— Start Extracted records —

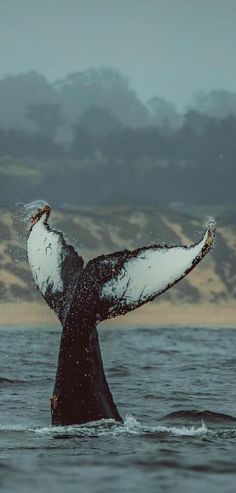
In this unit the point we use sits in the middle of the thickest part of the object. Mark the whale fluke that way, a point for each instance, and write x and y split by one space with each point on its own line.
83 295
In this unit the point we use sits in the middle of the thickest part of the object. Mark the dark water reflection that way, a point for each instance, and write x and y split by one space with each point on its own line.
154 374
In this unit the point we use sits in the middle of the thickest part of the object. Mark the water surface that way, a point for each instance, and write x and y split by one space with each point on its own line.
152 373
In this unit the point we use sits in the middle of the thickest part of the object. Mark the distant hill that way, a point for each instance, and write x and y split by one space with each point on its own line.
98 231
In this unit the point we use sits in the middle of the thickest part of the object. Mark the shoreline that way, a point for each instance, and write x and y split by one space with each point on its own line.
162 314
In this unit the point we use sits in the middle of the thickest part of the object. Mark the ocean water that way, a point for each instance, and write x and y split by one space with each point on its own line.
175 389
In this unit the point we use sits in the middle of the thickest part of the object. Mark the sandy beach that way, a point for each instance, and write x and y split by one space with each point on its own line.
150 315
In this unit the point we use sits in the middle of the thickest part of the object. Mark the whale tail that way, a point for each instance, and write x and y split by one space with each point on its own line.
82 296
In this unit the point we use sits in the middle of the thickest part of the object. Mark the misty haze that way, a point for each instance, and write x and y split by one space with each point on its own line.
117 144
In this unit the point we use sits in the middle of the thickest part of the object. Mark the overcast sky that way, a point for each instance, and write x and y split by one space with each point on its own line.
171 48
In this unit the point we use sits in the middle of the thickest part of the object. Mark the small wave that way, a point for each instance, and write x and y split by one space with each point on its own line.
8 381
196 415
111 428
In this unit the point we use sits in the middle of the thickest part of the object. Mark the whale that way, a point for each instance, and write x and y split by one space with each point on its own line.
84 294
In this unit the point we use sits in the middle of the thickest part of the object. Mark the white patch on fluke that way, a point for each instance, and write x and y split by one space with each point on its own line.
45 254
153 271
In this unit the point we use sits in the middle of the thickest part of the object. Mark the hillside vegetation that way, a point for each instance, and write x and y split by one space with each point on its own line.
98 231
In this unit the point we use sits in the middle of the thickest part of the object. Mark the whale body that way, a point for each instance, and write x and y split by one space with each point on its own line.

— End Extracted records —
— Start Extracted records —

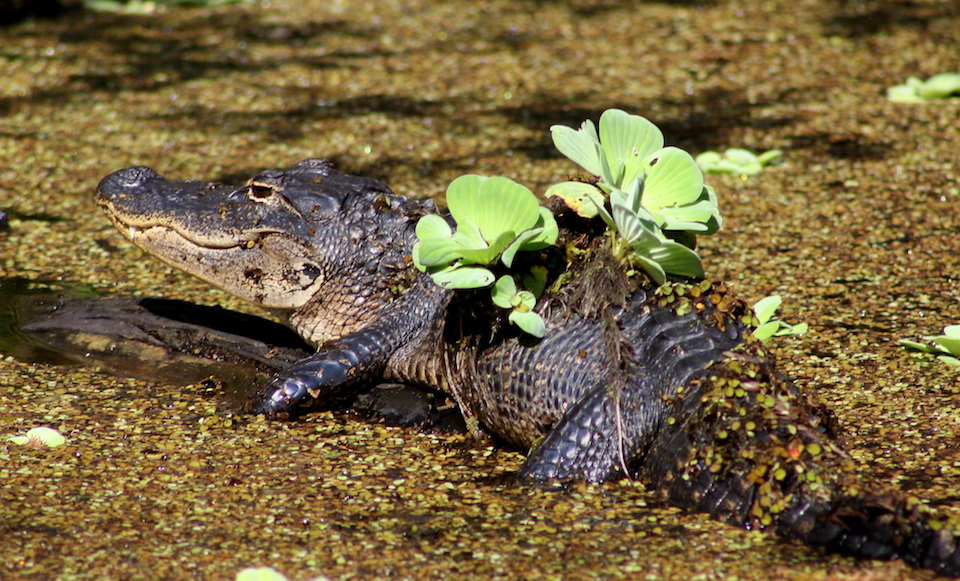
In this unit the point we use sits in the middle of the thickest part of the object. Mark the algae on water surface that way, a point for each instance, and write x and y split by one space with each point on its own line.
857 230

— End Extracted records —

▸ Given problem
Pull out each line of the rows above that contains the word "surface", copying every such line in full.

▸ Output of the exercise
In this unit the point we use sits in the middle of the thickest part of the object. Mark the water surface that way, a point for each instance, and write x and y split by one space with each point on its own line.
In this unit the point we use sits in the middle of the thickest part of the object. Mark the algae on water surface that way, a point for each instance, and write x and y split by one space with each point on its own line.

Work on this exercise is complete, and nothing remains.